Put every request in the records below into a two-column CSV headed "request" and "points", one row per request, with its text and its answer each in a single quoted field and line breaks replaced by spaces. Leave the pictures out.

[A sequence of records]

§

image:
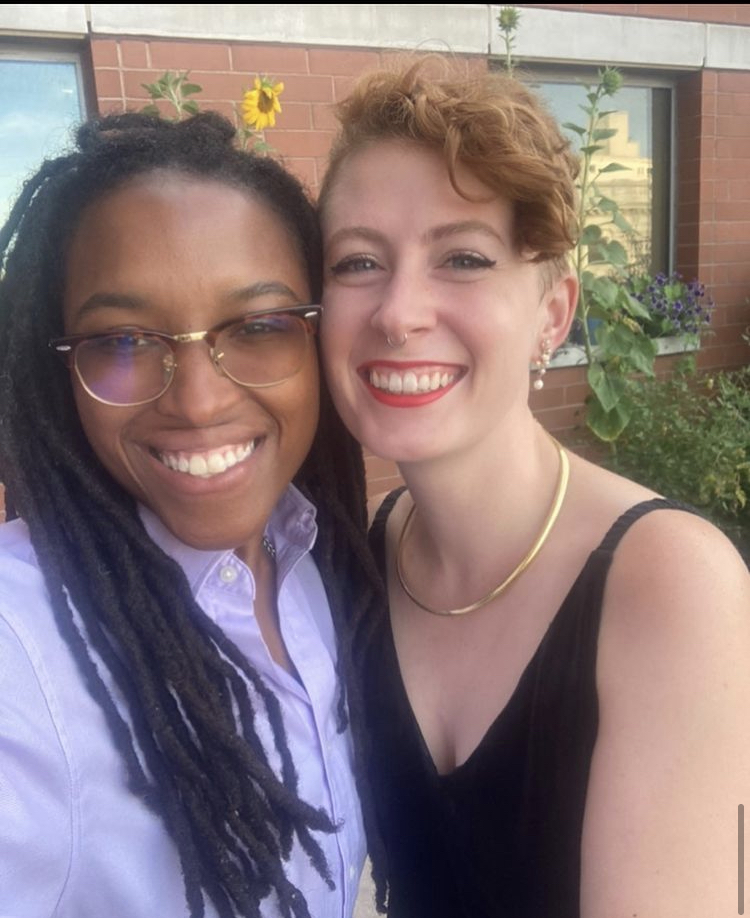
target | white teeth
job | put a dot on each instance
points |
(409, 383)
(216, 463)
(198, 465)
(206, 465)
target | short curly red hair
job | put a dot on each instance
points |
(491, 124)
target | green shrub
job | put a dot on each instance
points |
(689, 439)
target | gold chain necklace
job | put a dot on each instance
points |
(557, 502)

§

* [Exercise response]:
request,points
"image: target | white teeth job | put a dot on each instance points |","(409, 383) (216, 463) (198, 465) (206, 465)"
"target | short curly red hair job | put a dot on each instance points |","(491, 124)"
"target | green shrub job | put a dot on each instance points |","(689, 439)"
"target | gold chain necklace job | put a dot on each instance points |","(557, 502)"